──────── Document excerpt ────────

The name of the Miami-Dade Police officer placed on administrative leave after Miami Dolphins player Tyreek Hill was detained Sunday has been released.
“Officer Danny Torres, 27-year tenure, remains on administrative duties, as the Internal Affairs investigation is still ongoing,” a Miami-Dade PD spokesperson told Newsweek on Tuesday. “We will provide further information once it becomes available pending the outcome of the investigation.”
Hill, 30, received two citations on Sunday: One for careless driving and another for not wearing his seatbelt. Copies of the citations provided to Newsweek state Hill was traveling at a “high rate of speed” with a “visual estimation of 60 mph” in a “high traffic of pedestrians and vehicles” area.
Hill was penalized $179 for the careless driving citation and $129 for the seatbelt violation. Officer Manuel Batista signed both citations.
These new details come after Hill was stopped while driving to the Hard Rock Stadium in Miami Gardens where the Dolphins played their season opener against the Jacksonville Jaguars. During the stop, he was roughly handcuffed and placed on the ground with several officers around him.

──────── Data provided ────────

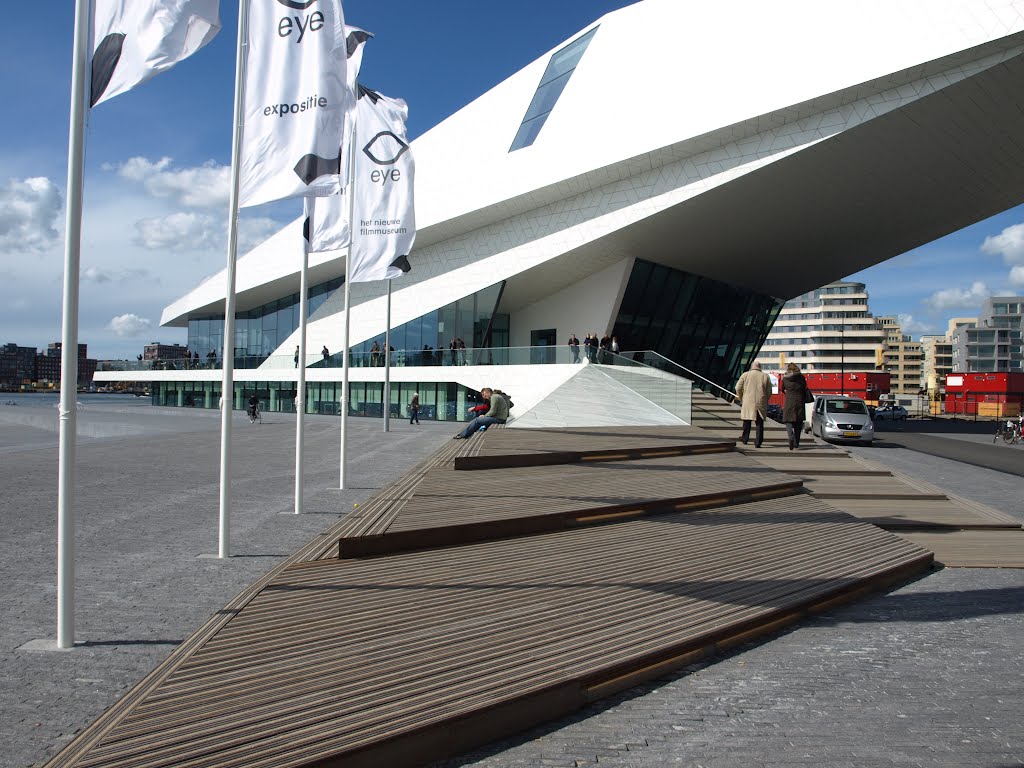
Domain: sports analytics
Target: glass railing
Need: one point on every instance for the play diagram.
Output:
(653, 359)
(537, 355)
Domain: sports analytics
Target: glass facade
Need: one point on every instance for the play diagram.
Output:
(425, 341)
(257, 332)
(438, 400)
(711, 328)
(560, 69)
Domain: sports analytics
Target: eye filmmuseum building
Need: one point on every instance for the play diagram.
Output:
(668, 176)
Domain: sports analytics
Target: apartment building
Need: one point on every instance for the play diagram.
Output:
(994, 343)
(902, 357)
(827, 330)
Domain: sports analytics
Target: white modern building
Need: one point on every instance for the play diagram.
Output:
(671, 175)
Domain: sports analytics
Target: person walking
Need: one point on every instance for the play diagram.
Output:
(794, 386)
(498, 413)
(754, 389)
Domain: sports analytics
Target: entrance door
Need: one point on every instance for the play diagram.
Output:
(543, 343)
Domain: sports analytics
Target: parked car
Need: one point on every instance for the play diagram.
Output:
(891, 413)
(842, 419)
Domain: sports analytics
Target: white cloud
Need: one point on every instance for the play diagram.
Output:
(1017, 276)
(912, 327)
(255, 230)
(28, 214)
(205, 185)
(129, 325)
(99, 275)
(196, 231)
(958, 298)
(189, 231)
(1009, 244)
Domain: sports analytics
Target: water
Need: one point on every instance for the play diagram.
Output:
(52, 399)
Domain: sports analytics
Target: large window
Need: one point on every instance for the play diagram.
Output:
(708, 327)
(560, 69)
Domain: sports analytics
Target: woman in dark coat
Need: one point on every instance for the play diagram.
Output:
(794, 386)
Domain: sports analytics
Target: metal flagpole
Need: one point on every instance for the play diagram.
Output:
(387, 364)
(227, 389)
(348, 301)
(300, 384)
(69, 348)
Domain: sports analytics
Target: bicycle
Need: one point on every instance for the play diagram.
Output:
(1010, 431)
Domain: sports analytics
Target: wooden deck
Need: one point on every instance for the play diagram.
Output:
(962, 532)
(489, 599)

────────

* **Directions for this task**:
Can you retype the report on Tyreek Hill's traffic stop word for word, starting with the words "The name of" and stopping after "signed both citations."?

* **Solution below**:
The name of the Miami-Dade Police officer placed on administrative leave after Miami Dolphins player Tyreek Hill was detained Sunday has been released.
“Officer Danny Torres, 27-year tenure, remains on administrative duties, as the Internal Affairs investigation is still ongoing,” a Miami-Dade PD spokesperson told Newsweek on Tuesday. “We will provide further information once it becomes available pending the outcome of the investigation.”
Hill, 30, received two citations on Sunday: One for careless driving and another for not wearing his seatbelt. Copies of the citations provided to Newsweek state Hill was traveling at a “high rate of speed” with a “visual estimation of 60 mph” in a “high traffic of pedestrians and vehicles” area.
Hill was penalized $179 for the careless driving citation and $129 for the seatbelt violation. Officer Manuel Batista signed both citations.